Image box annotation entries
···

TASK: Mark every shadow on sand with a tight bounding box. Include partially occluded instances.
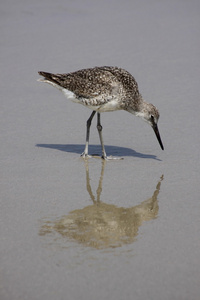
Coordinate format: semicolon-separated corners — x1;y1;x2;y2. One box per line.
36;144;161;161
39;160;163;249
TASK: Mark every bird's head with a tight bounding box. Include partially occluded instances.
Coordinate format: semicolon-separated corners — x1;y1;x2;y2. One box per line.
135;102;164;150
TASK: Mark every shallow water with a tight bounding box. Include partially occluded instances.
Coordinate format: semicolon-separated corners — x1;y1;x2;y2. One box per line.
0;0;200;300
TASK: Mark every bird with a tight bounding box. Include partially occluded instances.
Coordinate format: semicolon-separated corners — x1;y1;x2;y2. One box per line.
38;66;164;160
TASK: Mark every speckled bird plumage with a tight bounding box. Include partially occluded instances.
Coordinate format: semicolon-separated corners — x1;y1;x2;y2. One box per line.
39;66;164;159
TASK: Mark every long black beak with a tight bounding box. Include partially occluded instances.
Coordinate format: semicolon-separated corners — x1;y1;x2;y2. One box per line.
153;124;164;150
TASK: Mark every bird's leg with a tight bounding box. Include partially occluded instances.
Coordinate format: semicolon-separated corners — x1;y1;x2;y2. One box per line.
97;113;107;159
81;110;96;157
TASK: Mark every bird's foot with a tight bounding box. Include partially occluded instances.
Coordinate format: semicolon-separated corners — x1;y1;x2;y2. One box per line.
81;152;91;159
101;155;124;160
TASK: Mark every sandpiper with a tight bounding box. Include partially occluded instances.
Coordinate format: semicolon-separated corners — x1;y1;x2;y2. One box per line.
38;66;164;159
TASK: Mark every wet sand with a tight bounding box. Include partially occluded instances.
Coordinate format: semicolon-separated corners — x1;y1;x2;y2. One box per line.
0;0;200;300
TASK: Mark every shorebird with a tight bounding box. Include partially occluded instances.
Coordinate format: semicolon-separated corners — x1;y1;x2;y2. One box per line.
38;66;164;159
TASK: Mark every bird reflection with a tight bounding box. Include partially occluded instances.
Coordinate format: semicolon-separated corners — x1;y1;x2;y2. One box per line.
40;160;163;249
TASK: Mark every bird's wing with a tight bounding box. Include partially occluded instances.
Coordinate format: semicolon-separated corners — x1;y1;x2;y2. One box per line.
39;68;122;101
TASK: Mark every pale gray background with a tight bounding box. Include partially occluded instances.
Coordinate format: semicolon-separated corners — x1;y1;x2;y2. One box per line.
0;0;200;300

···

**Your goal**
Can you retype all of the entries above word for word, leaving out the pictures?

**Response to this task**
TASK: Mark every shadow on sand with a tight bounding box. Include partially occluded instances.
Coordinate format: semicolon-separated corners — x1;y1;x2;y2. One box per line.
36;144;161;161
39;160;163;249
TASK: Mark every bird's head with a tight bounding box. Include partially occluded instances.
Coordinate format: semicolon-separated corners — x1;y1;x2;y2. One box per line.
135;102;164;150
TASK: Mark every shallow water with a tight bounding box. Include partially occluded instances.
Coordinate format: semicolon-separated corners — x1;y1;x2;y2. One box per line.
0;0;200;300
TASK: Mark every bird with a tight bounding box. Include partially occluded instances.
Coordinate format: semicolon-separated corners — x1;y1;x2;y2. One box per line.
38;66;164;160
TASK: Mark every speckled bird plumage with a tight bounding box. Include partially occluded instances.
Coordinate format: semicolon-separated corners — x1;y1;x2;y2. One box per line.
39;66;164;159
TASK: Mark every long black beak with a tight bounding box. Include partially occluded instances.
Coordinate format: semicolon-separated corners — x1;y1;x2;y2. One box per line.
153;124;164;150
TASK: Mark every bird's leg with a tight bounding box. Include partially occluded instances.
Coordinate format: semicolon-separated corners — x1;y1;x2;y2. One box per line.
97;113;107;159
81;110;96;157
TASK: Mark every bird's foot with a tight bounding box. Include partially occluded instances.
Coordinate format: semicolon-separated corners — x1;y1;x2;y2. One box per line.
81;152;91;159
101;155;124;160
TASK: Mark every sandpiper with a tight bounding box. Include partially occluded instances.
Coordinate format: semicolon-separated corners — x1;y1;x2;y2. One box per line.
38;66;164;159
TASK: Mark every wet sand with a tight bounding box. Include partially occluded instances.
Coordinate format: semicolon-separated corners — x1;y1;x2;y2. One box per line.
0;0;200;300
TASK: Mark every shorebird with a tight bounding box. Include partially occluded instances.
Coordinate format: semicolon-separated corners — x1;y1;x2;y2. One box per line.
38;66;164;159
TASK: Mark every bird reflection with a tight bounding box. Include partially occluded instances.
Coordinate format: semicolon-separated corners — x1;y1;x2;y2. One box per line.
40;160;163;249
TASK: Mark every bird's wing with a tight bounding box. Include partially occluded instances.
Coordinate format: semicolon-separated corners — x1;y1;x2;y2. One box per line.
39;68;122;101
TASK: Mark every pale gray background with a tight bounding box. Include partially occluded instances.
Coordinate format: semicolon-separated corners — x1;y1;x2;y2. One box per line.
0;0;200;300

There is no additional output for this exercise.